==== Verilen metin ====

MÜSLÜMAN DOĞRUYA DA OLSA YEMİN ETMEZ

Cenab -ı  Allah bir ayette şöyle emreder:

  • “Anlaşma yaptığınız zaman, Allah’ın ahdini yerine getirin ve Allah’ı üzerinize şahit tutarak, pekiştirdikten sonra yeminleri bozmayın…” (Nahl: 91)

Bir başka ayette de:

  • “Allah kasıtsız olarak ağzınızdan çıkıveren yeminlerinizden dolayı sizi sorumlu tutmaz. Fakat bilerek yaptığınız yeminlerden dolayı sizi sorumlu tutar. Bunun da kefareti; ailenize yedirdiğiniz yemeğin orta hallisinden on fakire yedirmek, yahud onları giydirmek veya bir köle azat etmektir. Bunları bulamayan üç gün oruç tutmalıdır. Yemin ettiğiniz taktirde yeminlerinizin kefareti işte budur…” (Miada: 89) buyurur.

Hz. Peygamber de bu konuda şöyle der:

  • “Alışverişte yemin, malın kazancını giderir.” (R. Salihin: 1752)

====

Amaç: Yukarıdaki yemin konulu metinde, bilerek edilen yeminin kefareti olarak hangi yollar sayılıyor? Hepsini sıralayın.

==== Veriler ====

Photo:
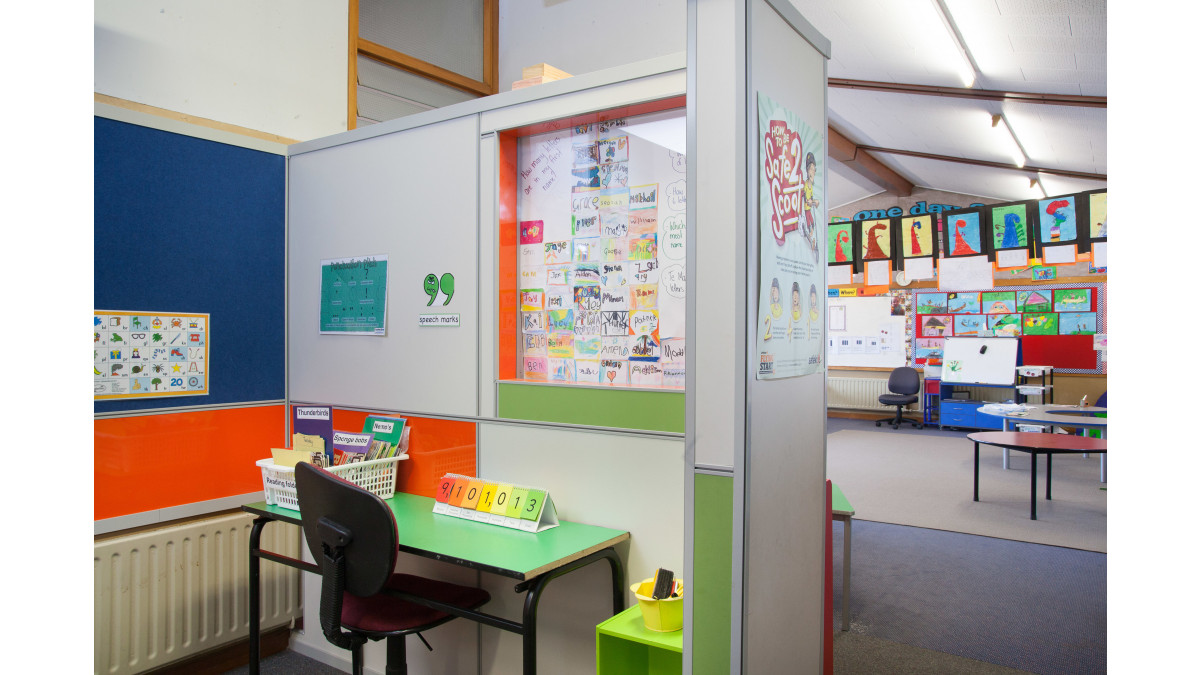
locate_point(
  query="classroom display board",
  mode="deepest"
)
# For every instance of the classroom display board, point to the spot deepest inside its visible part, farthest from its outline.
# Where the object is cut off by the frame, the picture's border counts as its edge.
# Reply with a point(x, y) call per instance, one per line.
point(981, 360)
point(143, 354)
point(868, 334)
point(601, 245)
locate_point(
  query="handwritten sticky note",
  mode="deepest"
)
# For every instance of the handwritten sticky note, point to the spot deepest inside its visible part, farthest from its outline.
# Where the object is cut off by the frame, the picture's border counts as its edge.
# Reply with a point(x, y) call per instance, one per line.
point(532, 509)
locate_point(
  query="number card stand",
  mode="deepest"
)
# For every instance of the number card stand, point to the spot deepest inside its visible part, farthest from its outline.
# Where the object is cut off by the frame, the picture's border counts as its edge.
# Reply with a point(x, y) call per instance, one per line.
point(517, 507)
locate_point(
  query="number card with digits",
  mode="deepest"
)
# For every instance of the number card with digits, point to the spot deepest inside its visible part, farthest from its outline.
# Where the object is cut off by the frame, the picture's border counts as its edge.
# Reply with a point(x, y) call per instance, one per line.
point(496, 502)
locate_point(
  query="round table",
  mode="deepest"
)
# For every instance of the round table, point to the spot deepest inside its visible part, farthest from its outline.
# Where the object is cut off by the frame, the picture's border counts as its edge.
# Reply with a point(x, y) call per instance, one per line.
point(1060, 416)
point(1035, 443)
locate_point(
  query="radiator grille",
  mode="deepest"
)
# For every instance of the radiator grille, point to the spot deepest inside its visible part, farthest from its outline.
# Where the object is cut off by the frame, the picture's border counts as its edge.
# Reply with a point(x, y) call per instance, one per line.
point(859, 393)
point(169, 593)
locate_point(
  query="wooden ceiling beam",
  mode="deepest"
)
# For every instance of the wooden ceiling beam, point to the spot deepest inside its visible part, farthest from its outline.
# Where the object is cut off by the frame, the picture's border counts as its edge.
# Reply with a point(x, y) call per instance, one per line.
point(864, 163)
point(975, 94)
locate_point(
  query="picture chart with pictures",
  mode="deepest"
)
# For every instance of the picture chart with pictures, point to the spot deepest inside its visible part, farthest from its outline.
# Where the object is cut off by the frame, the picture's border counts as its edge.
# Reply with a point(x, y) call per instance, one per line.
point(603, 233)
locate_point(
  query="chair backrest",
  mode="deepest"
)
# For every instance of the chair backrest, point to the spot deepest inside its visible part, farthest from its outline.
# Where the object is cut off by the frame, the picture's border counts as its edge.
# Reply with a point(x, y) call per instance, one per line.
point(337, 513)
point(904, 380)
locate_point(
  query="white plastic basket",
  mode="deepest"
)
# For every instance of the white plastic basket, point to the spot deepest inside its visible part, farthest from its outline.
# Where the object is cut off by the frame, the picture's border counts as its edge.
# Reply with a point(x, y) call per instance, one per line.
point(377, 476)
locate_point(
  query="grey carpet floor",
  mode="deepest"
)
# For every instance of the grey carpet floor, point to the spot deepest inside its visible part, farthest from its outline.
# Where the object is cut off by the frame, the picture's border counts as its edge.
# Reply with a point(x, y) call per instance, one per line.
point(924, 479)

====

Alıştırma çıktısı:
- Ailenize yedirdiğiniz yemeğin orta hallisinden on fakire yedirmek
- On fakiri giydirmek
- Bir köle azat etmek
- Bunları bulamayanın üç gün oruç tutması